YOUR INSTRUCTIONS >> Which lines in the records below contain the word "stonework"? Return each of them.

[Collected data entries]
* * * *
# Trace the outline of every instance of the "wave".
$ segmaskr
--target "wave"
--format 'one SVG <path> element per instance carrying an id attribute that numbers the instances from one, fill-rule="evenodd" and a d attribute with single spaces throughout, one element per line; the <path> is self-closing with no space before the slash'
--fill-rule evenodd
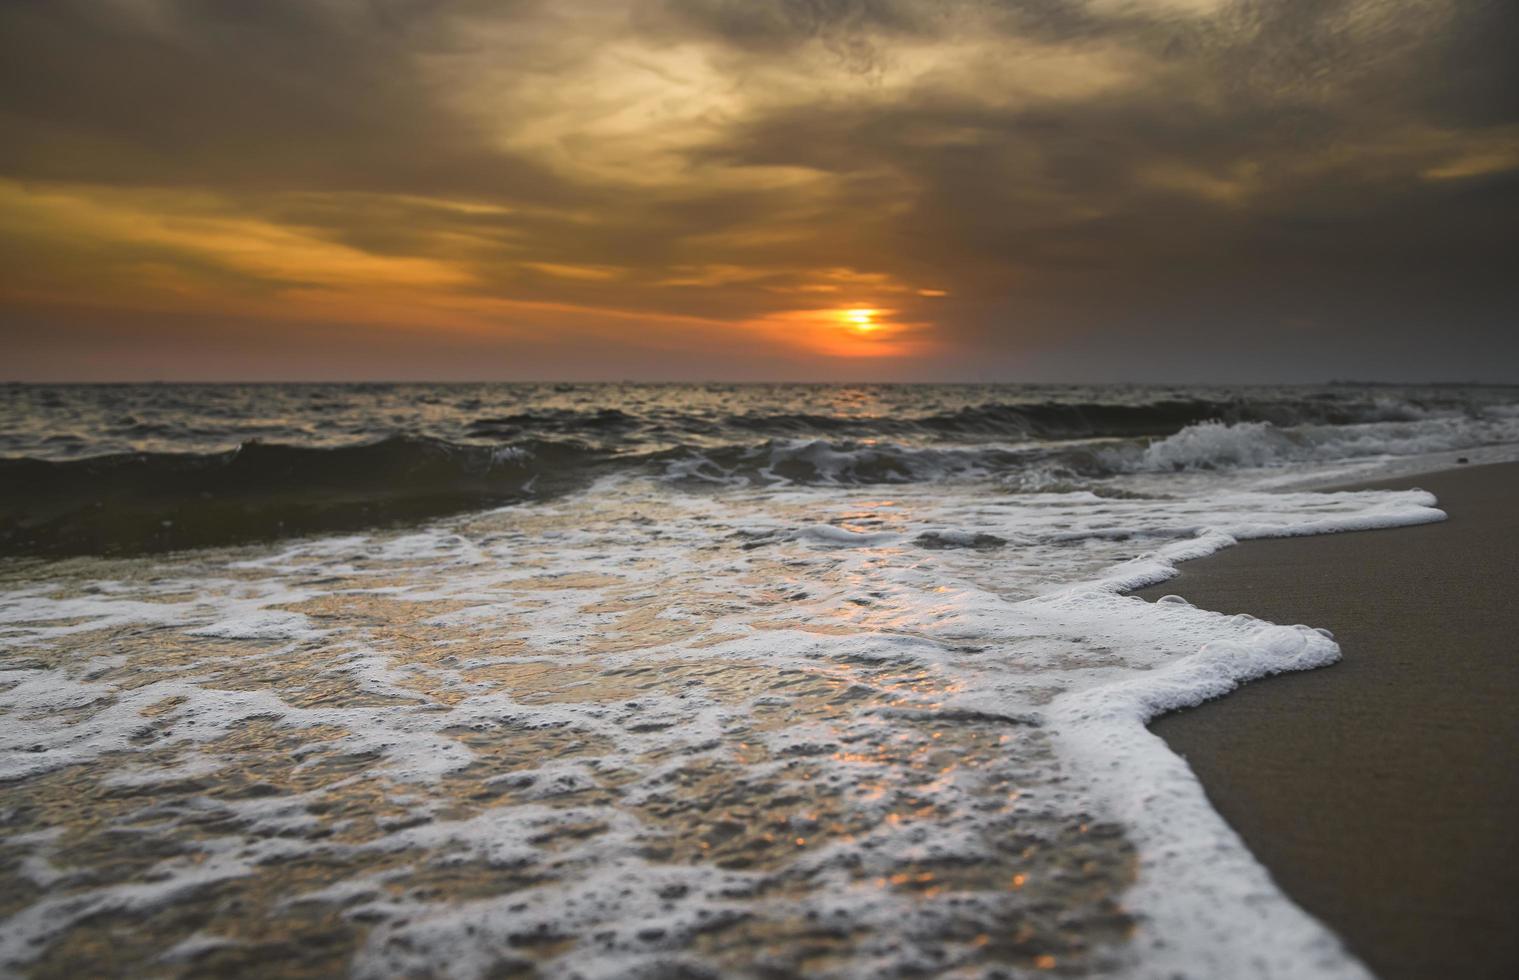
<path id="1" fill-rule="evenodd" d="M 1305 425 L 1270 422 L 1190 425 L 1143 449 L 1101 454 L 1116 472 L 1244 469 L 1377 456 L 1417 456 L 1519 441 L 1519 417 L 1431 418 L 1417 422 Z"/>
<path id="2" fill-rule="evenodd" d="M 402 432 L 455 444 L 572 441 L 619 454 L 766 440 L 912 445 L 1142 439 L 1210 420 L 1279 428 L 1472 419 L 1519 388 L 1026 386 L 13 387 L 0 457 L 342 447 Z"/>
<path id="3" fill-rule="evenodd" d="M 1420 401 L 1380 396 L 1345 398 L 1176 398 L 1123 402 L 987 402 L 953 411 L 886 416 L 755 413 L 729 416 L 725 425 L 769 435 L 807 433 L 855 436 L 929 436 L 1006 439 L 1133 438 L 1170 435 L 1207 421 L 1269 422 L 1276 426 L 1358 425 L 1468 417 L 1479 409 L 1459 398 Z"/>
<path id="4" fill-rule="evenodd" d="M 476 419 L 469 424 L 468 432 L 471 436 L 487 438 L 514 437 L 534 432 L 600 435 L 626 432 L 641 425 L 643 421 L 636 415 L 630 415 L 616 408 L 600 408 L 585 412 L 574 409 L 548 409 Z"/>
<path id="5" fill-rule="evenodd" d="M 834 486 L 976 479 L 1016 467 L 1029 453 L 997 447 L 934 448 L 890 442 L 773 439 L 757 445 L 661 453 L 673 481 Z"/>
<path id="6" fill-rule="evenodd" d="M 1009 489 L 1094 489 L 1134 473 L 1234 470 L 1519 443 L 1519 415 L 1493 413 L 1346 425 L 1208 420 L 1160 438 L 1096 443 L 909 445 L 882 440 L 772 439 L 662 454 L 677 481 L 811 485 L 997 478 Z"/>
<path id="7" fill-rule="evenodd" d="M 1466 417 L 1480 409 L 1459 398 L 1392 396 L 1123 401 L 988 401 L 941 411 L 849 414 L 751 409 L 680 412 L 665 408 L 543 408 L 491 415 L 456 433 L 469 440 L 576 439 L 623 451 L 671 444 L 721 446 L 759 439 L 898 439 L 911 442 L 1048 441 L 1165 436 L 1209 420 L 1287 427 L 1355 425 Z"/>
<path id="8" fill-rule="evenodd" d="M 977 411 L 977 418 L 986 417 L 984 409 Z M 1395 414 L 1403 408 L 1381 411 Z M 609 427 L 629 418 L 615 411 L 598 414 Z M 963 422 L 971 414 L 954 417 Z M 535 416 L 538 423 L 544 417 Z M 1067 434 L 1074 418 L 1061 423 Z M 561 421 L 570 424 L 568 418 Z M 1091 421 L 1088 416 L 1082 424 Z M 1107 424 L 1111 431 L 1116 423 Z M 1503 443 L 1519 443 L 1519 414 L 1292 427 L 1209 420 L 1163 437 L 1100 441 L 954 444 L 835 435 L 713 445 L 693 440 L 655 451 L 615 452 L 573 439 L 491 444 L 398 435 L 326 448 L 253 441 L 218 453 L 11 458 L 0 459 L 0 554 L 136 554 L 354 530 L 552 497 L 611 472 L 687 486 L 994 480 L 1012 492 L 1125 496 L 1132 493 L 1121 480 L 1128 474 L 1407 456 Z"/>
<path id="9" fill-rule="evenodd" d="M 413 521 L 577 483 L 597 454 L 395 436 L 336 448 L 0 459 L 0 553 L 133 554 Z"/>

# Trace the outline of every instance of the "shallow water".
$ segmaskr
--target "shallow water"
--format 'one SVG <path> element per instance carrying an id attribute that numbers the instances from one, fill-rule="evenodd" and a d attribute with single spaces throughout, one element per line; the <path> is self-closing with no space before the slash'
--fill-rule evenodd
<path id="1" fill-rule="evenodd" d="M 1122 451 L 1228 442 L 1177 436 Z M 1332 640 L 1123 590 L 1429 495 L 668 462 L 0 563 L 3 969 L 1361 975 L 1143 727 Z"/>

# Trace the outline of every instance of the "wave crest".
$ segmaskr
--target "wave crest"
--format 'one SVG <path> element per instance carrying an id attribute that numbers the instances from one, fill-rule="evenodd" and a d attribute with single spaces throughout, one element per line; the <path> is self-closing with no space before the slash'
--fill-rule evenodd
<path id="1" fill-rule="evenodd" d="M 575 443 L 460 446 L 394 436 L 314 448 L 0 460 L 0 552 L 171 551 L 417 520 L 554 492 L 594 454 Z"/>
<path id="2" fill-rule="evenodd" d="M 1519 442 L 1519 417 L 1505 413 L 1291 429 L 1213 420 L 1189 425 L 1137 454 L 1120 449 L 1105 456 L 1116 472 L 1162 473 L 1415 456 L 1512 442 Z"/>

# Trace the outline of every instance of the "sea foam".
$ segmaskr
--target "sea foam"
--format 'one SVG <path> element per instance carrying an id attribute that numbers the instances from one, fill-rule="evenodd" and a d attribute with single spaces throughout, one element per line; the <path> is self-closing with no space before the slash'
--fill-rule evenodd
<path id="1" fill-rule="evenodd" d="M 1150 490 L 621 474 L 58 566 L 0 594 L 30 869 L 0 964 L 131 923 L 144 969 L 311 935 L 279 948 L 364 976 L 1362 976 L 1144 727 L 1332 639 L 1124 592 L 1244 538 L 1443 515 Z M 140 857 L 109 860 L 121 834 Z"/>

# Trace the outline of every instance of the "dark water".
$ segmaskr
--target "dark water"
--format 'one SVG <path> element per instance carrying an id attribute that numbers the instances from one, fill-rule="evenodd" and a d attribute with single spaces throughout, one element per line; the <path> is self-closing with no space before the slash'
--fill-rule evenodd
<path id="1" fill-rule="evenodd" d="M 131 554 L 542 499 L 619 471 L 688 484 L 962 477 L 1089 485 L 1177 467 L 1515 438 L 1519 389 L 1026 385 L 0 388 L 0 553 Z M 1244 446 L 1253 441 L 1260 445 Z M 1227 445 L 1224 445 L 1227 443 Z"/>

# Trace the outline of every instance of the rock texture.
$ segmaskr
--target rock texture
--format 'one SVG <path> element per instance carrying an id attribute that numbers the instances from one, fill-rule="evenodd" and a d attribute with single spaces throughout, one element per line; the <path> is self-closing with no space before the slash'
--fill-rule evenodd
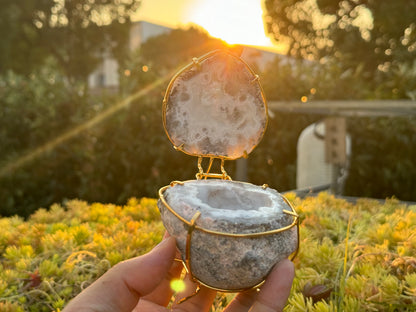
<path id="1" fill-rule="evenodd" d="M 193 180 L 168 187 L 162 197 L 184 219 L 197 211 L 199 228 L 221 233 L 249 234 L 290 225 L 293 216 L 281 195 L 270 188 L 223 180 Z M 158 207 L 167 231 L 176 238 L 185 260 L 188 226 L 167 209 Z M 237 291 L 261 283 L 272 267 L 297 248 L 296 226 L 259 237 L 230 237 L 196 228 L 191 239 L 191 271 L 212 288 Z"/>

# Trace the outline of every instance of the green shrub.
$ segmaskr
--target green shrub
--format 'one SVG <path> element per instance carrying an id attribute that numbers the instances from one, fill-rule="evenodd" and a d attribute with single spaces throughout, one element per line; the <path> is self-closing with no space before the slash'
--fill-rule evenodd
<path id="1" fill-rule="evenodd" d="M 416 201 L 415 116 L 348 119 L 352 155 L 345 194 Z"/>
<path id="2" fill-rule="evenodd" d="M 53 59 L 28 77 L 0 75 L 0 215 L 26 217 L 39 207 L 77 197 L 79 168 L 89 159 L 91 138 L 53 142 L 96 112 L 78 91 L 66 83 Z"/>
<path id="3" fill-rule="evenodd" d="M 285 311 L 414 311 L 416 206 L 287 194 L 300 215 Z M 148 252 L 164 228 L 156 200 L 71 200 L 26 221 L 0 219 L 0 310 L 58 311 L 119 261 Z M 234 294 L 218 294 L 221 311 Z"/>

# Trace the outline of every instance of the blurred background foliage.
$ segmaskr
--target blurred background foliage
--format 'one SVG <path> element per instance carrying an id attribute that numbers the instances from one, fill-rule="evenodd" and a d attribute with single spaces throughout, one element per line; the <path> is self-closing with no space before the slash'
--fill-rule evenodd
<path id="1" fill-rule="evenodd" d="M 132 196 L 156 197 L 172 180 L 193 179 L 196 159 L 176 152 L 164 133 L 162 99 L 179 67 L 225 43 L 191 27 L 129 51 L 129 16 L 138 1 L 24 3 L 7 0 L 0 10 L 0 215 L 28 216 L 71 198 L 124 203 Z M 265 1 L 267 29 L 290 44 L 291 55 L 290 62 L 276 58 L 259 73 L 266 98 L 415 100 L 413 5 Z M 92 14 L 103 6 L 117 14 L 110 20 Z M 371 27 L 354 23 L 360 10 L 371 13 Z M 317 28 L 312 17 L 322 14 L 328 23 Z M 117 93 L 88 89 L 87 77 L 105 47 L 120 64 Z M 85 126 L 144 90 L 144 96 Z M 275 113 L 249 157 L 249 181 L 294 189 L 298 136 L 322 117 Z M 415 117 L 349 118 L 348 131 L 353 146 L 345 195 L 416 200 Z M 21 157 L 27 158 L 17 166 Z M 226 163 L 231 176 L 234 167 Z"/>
* * * *
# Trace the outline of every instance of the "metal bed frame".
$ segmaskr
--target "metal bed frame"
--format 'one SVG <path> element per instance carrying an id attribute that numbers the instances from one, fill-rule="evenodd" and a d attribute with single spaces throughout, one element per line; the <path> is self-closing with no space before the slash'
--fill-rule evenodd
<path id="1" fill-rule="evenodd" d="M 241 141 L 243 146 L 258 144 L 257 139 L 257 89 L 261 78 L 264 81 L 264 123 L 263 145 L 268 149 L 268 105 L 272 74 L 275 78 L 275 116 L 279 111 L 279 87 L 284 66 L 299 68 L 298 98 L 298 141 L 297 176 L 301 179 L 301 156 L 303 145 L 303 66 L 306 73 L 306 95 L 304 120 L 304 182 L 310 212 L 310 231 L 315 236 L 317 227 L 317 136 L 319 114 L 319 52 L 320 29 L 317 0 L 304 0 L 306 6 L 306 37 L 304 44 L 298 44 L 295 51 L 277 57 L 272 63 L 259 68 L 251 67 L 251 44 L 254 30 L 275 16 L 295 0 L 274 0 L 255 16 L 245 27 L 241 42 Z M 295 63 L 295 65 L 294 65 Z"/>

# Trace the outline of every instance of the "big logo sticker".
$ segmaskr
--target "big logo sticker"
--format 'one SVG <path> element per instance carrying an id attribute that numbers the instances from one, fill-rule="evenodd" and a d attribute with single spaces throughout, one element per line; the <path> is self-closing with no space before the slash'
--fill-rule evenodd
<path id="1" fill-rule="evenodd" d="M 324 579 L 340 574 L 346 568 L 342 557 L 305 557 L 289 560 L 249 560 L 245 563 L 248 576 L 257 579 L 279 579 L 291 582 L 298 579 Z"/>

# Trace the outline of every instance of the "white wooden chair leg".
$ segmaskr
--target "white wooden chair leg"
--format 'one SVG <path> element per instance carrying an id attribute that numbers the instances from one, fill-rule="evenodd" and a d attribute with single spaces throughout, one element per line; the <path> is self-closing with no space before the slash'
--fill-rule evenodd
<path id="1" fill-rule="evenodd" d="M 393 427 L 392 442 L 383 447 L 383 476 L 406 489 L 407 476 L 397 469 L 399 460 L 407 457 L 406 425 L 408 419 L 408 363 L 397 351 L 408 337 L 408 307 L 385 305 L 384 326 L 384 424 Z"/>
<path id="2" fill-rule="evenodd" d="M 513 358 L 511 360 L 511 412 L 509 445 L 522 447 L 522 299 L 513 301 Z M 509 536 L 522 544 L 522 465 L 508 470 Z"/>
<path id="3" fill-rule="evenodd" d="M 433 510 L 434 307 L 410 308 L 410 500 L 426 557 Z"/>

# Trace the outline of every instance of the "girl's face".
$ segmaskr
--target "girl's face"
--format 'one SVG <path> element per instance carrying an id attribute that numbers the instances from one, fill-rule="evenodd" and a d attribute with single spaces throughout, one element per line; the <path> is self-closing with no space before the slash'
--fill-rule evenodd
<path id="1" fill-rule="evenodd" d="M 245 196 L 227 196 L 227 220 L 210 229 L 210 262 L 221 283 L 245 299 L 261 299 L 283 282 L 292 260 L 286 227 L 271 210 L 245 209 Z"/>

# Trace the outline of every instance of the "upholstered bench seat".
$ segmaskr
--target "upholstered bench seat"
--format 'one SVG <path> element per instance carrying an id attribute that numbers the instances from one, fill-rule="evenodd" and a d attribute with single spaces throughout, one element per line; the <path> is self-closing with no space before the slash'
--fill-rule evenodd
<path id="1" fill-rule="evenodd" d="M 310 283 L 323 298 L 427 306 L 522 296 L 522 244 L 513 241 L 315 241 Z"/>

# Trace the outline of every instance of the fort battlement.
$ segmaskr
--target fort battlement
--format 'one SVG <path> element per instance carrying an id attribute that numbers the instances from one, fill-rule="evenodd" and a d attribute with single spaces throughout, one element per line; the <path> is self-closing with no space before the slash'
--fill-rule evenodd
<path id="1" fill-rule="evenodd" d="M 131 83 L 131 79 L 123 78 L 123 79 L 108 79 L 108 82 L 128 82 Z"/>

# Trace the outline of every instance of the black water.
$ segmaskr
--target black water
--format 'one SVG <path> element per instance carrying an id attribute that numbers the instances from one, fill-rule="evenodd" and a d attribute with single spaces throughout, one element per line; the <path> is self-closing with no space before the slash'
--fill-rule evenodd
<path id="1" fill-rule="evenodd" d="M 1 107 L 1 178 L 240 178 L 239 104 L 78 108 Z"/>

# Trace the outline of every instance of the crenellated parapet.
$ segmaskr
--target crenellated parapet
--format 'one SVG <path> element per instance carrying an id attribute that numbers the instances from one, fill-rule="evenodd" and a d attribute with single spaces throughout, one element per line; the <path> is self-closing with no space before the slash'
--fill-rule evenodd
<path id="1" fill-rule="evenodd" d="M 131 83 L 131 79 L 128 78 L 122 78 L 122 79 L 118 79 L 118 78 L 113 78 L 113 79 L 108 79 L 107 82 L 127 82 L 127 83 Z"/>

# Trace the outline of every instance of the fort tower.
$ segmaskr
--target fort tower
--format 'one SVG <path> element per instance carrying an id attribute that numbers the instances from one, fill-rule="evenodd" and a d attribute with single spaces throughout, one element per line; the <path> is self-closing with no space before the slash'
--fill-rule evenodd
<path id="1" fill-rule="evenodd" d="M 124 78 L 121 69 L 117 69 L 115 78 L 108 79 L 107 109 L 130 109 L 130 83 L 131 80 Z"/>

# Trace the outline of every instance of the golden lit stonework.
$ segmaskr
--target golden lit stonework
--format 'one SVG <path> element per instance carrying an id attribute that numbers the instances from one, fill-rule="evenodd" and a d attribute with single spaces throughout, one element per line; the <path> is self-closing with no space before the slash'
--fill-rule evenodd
* * * *
TASK SOLUTION >>
# Trace the outline of every instance of the golden lit stonework.
--target golden lit stonework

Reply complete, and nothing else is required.